■ READING PASSAGE:
______________________________

UTMediaCAT / mediacat-domain-crawler

Internet domain crawler
0 stars 0 forks source link

Integrate PDF capture into the domain crawler #8

Closed kstapelfeldt closed 3 years ago

kstapelfeldt commented 3 years ago

Give PDFs a name based on UUID and pass the UUID as part of the JSON object to the post processor.

https://www.npmjs.com/package/uuid

RaiyanRahman commented 3 years ago

Added PDF capture with the use of UUIDs. The UUIDs are created from the URL of the page. The namespace of all the UUIDs are set to URLs. The UUID filename is added to the JSON as an attribute for each link. In terms of storage, 20 PDFs take up around 22.4 MB.

kstapelfeldt commented 3 years ago

This is complete and will be added to the big pull request. Unfortunately, PDF generation won't work in the current architecture due to size. This will have to be made a different service that runs after post-processing (and should be configurable).

Raiyan will put it in another branch for now. Kirsta to add the PDF-grabber to architecture diagram.

______________________________

■ STORED RECORDS:
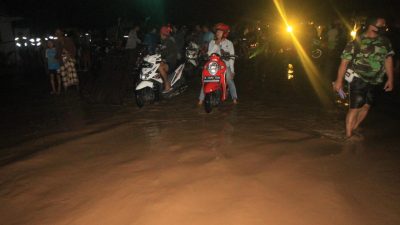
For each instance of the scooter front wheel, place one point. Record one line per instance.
(208, 103)
(143, 96)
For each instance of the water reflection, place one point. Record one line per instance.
(290, 71)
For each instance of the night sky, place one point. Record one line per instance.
(102, 13)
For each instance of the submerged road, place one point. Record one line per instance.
(277, 157)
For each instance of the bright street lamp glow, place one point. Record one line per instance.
(353, 33)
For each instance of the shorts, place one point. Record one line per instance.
(53, 71)
(361, 93)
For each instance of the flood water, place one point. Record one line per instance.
(278, 157)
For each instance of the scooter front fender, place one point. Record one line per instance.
(144, 84)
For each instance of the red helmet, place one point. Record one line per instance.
(165, 30)
(223, 27)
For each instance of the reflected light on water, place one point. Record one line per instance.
(290, 71)
(310, 68)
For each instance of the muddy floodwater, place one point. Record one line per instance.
(278, 157)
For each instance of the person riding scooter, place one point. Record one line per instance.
(221, 45)
(169, 53)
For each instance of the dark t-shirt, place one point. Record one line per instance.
(169, 52)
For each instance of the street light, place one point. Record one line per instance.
(289, 29)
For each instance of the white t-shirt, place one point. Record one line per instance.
(227, 46)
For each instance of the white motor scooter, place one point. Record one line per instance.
(150, 84)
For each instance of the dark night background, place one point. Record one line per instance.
(100, 13)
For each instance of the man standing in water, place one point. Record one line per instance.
(370, 57)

______________________________

■ LIST OF TASKS:
- A) In the PDF capture thread, how much storage do 20 PDFs take up?
- B) Continue the PDF capture discussion past its final comment.

■ THE RESPONSES:
- A) Around 22.4 MB.

- B)
jacqueline-chan commented 3 years ago

Unfortunately it seems like this new pdf feature has introduced some errors as below:

Since the pdf feature is no longer supported on the current architecture, perhaps it is best to remove it for now. To save the existing good work though, we may need to place those chances into another branch and then revert the changes on: https://github.com/UTMediaCAT/mediacat-domain-crawler/commits/%232-article-plaintext

1). Error: Evaluation failed: TypeError: Cannot read property 'innerHTML' of null errorInnerHTML.txt scope: http://calcalist.co.il/ https://www.debka.com/ Possible fix: unknown Suggestion: Try and catch maybe?

2) TypeError: Cannot read property 'URL' of undefined URLundefined.txt Possible fix: npm install again -- there could have been an issue with a library

kstapelfeldt commented 3 years ago

Closing in favour of a new ticket for a "pdf grabber service"